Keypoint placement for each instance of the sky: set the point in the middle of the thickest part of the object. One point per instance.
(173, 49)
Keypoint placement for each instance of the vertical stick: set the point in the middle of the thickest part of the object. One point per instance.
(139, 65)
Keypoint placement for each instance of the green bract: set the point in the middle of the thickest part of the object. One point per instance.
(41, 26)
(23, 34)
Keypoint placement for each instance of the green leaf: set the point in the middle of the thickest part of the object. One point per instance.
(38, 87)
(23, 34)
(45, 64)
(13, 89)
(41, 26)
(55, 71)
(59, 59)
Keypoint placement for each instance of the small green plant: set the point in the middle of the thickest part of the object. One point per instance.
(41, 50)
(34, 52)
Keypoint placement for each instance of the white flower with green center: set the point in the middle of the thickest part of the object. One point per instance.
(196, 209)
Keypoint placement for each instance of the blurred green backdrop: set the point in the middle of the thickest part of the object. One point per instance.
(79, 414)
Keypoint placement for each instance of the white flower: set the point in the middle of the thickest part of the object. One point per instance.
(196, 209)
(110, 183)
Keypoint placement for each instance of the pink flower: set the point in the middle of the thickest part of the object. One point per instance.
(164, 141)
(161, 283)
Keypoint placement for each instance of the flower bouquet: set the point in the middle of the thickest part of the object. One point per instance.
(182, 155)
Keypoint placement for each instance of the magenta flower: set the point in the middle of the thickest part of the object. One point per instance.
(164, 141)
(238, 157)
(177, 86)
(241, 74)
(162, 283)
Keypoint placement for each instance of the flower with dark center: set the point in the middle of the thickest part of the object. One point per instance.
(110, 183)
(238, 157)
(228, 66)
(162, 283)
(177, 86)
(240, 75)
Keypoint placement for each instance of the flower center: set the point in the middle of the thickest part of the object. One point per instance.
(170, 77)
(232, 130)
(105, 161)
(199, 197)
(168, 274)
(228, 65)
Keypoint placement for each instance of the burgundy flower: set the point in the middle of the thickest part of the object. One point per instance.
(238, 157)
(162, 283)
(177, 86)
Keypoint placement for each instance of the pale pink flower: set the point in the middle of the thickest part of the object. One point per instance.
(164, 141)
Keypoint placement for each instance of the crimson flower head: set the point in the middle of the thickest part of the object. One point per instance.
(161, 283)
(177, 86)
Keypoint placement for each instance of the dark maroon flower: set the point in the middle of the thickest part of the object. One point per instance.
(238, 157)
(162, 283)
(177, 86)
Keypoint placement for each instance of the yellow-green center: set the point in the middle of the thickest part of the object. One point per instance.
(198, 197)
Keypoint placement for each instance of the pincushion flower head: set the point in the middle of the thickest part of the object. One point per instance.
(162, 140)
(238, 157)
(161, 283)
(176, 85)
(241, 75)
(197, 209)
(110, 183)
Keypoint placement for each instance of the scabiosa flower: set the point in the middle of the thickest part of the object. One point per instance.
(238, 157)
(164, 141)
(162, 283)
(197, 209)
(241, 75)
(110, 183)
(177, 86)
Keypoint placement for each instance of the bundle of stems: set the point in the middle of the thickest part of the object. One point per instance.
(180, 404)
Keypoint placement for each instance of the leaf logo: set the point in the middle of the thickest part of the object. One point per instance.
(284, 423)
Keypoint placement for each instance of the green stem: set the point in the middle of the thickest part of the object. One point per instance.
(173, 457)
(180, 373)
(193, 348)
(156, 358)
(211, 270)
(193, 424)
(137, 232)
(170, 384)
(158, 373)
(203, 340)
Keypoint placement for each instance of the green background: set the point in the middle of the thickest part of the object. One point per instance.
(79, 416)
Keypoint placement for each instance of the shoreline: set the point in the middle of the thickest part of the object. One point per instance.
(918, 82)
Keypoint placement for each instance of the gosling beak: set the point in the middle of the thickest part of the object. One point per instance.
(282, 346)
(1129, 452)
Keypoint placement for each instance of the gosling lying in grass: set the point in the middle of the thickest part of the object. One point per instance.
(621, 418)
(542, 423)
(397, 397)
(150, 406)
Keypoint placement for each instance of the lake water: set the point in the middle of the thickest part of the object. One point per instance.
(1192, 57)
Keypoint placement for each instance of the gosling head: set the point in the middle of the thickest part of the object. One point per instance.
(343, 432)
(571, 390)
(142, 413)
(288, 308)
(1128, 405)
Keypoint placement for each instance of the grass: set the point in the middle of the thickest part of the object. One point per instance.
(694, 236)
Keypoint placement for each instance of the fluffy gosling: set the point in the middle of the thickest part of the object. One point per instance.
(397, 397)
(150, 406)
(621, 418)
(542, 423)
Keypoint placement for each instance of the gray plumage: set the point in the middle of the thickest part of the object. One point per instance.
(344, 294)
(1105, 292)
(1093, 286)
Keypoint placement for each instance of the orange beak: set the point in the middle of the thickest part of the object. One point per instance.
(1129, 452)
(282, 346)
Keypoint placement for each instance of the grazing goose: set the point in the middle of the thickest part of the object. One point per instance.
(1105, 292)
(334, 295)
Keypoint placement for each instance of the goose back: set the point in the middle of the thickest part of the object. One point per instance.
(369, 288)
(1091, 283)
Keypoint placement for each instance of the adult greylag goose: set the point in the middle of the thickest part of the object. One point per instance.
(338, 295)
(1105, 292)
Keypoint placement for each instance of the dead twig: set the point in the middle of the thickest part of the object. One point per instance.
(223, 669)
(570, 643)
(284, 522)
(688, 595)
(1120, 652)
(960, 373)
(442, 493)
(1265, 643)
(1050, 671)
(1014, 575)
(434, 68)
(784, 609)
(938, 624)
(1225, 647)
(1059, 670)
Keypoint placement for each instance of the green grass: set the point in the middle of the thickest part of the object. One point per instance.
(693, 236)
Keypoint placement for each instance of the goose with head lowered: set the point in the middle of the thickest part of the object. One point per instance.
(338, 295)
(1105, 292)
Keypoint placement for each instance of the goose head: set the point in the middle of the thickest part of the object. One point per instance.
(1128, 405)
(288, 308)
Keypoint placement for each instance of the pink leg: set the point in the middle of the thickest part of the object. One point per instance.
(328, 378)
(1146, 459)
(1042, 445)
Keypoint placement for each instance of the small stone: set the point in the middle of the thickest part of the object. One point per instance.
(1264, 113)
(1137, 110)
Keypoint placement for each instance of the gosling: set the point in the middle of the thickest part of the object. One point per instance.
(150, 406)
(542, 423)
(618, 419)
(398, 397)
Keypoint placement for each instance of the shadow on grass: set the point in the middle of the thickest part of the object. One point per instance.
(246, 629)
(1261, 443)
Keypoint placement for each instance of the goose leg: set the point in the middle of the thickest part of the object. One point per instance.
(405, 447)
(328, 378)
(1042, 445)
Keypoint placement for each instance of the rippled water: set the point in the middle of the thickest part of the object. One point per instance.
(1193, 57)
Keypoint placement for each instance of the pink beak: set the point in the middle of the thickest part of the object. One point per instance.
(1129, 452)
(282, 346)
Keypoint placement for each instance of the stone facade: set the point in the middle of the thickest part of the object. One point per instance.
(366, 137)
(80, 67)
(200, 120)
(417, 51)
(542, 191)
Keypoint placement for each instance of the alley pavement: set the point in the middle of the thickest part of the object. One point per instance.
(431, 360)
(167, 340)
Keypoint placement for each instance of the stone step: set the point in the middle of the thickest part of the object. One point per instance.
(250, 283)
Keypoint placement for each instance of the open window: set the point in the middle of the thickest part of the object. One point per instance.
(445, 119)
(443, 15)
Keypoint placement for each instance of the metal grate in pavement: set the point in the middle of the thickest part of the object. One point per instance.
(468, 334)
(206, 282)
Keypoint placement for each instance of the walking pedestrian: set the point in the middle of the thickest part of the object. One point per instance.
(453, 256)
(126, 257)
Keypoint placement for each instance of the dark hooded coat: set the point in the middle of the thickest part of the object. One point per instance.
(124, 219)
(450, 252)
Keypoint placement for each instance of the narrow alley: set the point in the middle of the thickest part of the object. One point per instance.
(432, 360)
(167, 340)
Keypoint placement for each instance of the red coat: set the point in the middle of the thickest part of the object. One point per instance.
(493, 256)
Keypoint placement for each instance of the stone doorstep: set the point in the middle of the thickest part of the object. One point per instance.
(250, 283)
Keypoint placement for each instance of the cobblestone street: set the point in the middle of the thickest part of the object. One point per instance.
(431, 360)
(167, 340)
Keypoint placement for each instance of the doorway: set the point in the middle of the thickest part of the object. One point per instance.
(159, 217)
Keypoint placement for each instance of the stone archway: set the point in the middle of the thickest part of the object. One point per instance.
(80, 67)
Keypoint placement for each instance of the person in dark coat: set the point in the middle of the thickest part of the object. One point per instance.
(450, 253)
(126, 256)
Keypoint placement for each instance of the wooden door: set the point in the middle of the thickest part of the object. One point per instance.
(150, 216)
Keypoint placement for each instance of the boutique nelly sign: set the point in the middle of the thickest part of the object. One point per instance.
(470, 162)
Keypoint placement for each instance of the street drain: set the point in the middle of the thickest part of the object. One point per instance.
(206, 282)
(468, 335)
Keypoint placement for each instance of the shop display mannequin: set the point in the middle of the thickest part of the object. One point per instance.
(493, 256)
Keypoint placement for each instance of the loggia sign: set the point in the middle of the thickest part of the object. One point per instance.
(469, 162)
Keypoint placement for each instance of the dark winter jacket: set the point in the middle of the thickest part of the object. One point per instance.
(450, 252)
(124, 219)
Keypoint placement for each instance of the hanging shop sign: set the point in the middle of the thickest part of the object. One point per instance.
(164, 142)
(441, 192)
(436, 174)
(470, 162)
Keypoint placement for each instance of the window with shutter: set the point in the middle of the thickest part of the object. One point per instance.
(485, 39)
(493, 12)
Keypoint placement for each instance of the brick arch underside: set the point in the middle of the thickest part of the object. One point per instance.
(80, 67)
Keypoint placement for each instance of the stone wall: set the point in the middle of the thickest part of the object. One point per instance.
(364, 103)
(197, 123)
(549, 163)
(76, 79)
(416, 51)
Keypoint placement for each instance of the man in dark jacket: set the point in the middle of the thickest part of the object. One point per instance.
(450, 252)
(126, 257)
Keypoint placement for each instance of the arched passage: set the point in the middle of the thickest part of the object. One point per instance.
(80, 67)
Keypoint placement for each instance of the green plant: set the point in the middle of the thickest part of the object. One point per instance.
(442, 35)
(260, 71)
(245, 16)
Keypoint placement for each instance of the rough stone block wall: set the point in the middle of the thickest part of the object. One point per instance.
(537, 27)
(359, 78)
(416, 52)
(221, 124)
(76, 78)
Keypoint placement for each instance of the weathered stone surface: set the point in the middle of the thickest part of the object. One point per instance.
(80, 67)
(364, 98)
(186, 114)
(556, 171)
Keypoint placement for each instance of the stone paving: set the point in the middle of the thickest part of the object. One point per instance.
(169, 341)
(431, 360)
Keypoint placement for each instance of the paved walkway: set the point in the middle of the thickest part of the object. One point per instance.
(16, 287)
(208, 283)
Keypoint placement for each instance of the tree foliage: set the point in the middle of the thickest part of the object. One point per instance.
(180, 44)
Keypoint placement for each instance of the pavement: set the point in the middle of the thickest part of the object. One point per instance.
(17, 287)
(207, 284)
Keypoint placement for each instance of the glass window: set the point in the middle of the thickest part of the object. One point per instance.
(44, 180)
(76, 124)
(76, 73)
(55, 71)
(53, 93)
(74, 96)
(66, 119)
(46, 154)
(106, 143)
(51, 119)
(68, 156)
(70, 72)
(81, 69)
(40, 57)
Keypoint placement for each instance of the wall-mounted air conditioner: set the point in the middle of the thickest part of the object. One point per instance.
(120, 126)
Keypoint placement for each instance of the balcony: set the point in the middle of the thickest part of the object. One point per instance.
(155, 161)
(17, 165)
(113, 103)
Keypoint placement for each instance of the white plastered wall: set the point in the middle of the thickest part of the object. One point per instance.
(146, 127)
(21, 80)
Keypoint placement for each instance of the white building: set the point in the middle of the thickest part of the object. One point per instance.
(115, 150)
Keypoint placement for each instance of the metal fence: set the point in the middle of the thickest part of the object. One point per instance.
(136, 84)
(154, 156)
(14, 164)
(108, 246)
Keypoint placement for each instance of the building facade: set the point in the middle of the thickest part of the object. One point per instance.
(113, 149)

Task description: Repeat the listing above word for word, between the line containing "Keypoint placement for each instance of the white plastered" and the end of the listing, including both.

Exercise result:
Keypoint placement for each instance of the white plastered wall: set the point in the middle of the thickest part of the object. One point per instance.
(146, 127)
(21, 80)
Keypoint placement for each instance of the white building: set the point in the middle of the thickest part of the object. One point per instance.
(115, 150)
Keypoint placement for each instance of the metal fence: set the point in the middle of the thickest part of the object. One point per instance.
(136, 84)
(154, 156)
(14, 164)
(108, 246)
Keypoint placement for each instance of the building facade: set the point in the middle of the thickest part of the object. One point per instance.
(113, 149)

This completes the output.